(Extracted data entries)
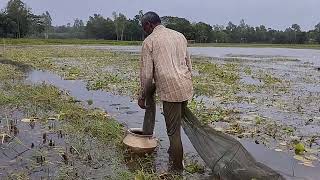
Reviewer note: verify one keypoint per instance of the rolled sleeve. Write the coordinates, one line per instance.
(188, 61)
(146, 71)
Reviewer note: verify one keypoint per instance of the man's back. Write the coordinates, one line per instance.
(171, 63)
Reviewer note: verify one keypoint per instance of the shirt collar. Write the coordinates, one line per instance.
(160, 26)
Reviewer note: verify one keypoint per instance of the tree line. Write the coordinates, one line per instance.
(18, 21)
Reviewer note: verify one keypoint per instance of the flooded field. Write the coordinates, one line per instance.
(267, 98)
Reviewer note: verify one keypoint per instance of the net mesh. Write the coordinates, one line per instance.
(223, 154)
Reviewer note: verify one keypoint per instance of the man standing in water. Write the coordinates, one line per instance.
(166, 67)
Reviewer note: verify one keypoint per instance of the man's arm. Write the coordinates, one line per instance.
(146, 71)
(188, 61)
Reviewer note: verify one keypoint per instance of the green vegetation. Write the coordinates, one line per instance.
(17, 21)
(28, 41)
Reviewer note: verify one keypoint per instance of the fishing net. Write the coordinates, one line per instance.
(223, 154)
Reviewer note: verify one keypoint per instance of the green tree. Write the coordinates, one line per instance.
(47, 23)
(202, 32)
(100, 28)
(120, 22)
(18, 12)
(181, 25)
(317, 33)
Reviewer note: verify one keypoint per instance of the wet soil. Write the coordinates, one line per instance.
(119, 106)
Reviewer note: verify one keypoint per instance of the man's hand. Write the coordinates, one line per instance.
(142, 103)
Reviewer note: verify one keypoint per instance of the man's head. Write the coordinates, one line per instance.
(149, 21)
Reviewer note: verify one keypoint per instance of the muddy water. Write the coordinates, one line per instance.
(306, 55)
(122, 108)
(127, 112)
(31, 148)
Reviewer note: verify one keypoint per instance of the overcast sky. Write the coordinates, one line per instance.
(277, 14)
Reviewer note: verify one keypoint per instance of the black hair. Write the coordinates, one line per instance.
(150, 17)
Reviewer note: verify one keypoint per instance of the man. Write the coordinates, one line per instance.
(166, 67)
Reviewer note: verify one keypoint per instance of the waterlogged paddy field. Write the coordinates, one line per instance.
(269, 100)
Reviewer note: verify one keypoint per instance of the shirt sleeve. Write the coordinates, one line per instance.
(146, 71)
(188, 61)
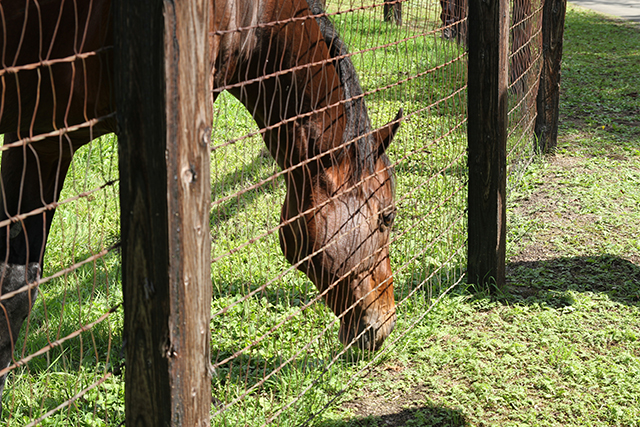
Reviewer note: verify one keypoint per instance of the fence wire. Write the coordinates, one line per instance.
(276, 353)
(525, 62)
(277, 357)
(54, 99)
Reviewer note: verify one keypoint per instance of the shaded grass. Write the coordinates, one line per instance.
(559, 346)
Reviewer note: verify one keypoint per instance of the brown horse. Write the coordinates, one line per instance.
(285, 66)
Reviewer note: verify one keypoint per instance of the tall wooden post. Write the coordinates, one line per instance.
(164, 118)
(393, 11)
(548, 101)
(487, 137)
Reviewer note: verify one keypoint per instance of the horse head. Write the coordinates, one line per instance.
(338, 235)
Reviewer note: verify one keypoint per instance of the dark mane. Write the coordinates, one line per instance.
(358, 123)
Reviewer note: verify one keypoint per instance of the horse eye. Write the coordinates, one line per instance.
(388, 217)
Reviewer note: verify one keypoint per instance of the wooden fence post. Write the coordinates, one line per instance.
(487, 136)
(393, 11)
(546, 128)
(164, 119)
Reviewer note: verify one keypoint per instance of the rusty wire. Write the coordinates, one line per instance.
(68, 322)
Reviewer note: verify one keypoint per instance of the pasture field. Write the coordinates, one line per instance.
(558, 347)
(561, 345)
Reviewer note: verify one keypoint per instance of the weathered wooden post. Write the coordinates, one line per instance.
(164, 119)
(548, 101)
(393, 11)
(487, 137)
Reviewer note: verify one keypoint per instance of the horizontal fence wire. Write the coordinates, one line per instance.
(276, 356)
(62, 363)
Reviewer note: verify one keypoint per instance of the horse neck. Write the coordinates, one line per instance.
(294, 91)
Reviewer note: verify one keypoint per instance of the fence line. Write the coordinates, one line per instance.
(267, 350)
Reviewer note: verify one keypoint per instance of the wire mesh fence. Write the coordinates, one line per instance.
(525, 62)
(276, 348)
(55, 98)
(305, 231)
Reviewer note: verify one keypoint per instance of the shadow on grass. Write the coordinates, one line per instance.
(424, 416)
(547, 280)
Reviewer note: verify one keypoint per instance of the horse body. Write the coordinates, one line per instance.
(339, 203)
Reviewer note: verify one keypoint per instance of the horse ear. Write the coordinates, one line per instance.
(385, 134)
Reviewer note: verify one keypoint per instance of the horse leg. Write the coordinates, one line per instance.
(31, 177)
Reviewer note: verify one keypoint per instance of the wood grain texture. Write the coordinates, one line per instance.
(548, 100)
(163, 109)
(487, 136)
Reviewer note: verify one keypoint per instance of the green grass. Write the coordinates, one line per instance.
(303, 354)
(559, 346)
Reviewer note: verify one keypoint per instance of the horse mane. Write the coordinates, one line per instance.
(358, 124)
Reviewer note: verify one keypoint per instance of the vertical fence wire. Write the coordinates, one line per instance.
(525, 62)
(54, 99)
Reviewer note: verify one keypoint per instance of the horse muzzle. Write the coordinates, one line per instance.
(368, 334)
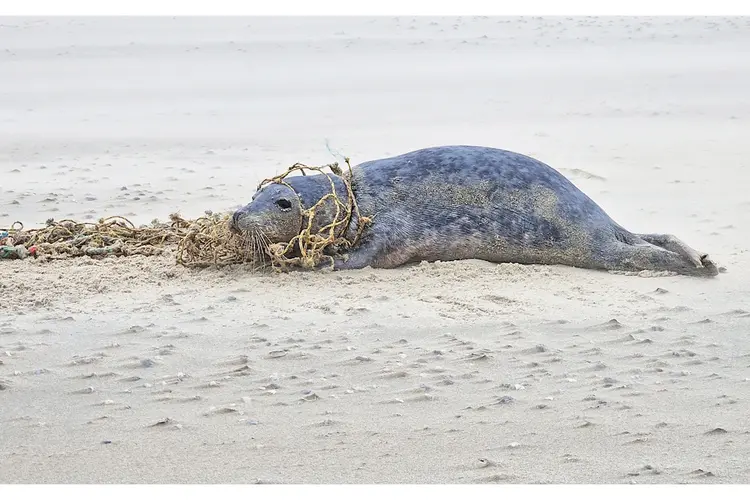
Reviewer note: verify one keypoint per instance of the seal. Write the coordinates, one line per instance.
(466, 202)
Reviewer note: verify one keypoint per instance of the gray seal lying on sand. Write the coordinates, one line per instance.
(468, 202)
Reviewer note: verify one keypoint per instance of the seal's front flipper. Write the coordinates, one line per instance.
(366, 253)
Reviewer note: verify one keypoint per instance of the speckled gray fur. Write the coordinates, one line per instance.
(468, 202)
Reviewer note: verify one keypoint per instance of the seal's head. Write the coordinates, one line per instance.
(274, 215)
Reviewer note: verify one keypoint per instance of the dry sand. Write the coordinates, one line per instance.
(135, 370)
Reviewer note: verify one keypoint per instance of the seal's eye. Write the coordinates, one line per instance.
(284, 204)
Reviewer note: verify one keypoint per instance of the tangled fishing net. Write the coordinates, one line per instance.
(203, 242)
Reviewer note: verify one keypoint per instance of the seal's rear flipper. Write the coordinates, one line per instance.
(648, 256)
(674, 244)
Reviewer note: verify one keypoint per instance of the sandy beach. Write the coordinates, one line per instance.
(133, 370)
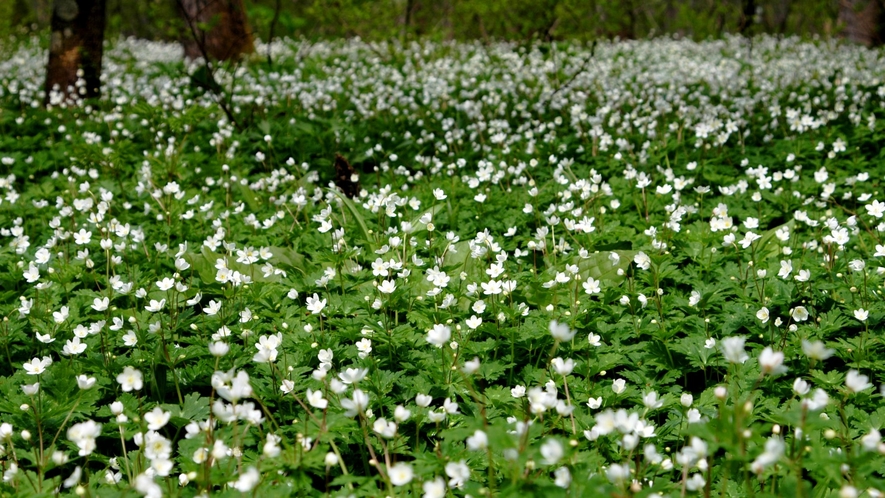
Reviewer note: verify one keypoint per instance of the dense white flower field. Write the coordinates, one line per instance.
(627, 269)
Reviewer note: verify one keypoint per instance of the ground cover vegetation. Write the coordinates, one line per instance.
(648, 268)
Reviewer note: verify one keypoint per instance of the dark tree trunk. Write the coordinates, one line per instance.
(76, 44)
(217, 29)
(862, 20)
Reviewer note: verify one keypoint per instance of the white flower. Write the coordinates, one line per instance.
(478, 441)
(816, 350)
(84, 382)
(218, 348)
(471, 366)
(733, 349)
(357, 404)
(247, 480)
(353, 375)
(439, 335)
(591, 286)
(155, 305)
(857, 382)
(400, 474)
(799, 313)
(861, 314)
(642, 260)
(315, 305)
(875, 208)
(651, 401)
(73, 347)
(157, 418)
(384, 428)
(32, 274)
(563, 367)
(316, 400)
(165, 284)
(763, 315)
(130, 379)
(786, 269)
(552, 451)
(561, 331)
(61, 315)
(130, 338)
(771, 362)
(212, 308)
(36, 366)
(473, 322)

= Work to be completed =
Your copy should hold only the lines running from the one that contains "Reviewer note: verify one keypoint per instance of the sandy" through the final line of the data; transcribe them exactly, both ends included, and leave pictures out.

= Exercise result =
Reviewer note: verify one keypoint per instance of the sandy beach. Write the coordinates, one line per instance.
(133, 370)
Reviewer note: verify one keypoint per instance of the dense white flower field. Write the coordinates, one line per instance.
(627, 269)
Reviewer note: verify one keypoint per instance of the ground cover vegetation. Write the coordinates, one line per instance.
(648, 268)
Reviewer note: verify one keypoint per instance of the dark tree trunk. Write the coordinates, one line per instance.
(76, 44)
(217, 29)
(862, 20)
Reviewer note: verify one keypoint per instance of the white flower. Write the coordinates, one line per instance.
(478, 441)
(816, 350)
(84, 382)
(218, 348)
(471, 366)
(733, 349)
(357, 404)
(247, 480)
(353, 375)
(439, 335)
(591, 286)
(155, 305)
(857, 382)
(400, 474)
(799, 313)
(861, 314)
(642, 260)
(315, 305)
(875, 208)
(651, 401)
(73, 347)
(157, 418)
(384, 428)
(32, 274)
(563, 367)
(316, 400)
(165, 284)
(763, 315)
(130, 379)
(786, 269)
(552, 451)
(561, 331)
(61, 315)
(130, 338)
(771, 362)
(212, 308)
(36, 366)
(473, 322)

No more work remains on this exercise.